DATASET Start Marker

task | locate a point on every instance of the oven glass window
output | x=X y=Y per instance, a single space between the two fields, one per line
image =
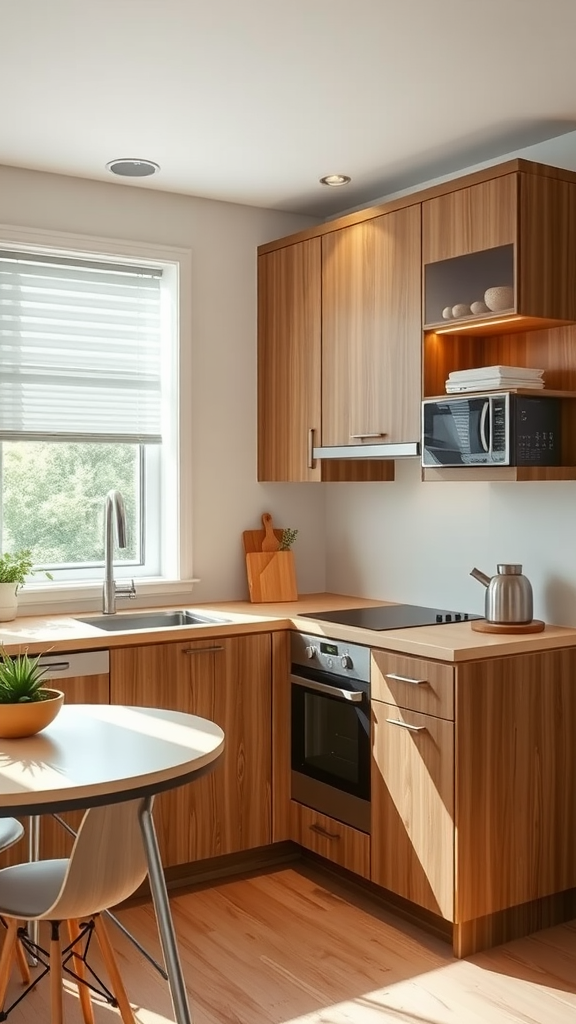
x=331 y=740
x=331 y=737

DATASET End Marker
DATASET Start Marker

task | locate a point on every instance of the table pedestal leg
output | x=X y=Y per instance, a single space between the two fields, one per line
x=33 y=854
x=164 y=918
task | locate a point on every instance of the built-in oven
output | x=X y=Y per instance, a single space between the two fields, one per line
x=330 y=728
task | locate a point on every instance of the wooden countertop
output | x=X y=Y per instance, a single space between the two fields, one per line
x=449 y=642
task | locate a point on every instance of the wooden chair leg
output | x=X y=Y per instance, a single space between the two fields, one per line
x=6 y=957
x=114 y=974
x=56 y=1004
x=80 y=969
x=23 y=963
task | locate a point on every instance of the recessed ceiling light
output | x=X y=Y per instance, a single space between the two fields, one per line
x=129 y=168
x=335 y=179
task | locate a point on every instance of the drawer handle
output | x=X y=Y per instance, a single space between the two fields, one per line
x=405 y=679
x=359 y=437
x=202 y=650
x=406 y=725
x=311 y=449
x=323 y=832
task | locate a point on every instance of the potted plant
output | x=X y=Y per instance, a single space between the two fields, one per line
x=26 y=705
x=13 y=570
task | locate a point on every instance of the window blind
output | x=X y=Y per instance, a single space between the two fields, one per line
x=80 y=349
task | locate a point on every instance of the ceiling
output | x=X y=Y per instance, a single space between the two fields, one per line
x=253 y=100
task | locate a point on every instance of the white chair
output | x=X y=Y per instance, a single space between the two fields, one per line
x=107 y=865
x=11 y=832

DATASET End Marker

I'd like every line with the string "chair" copied from the listing.

task | locate a point on every instance of the wooden chair leg
task | locate a point on every instance of the white chair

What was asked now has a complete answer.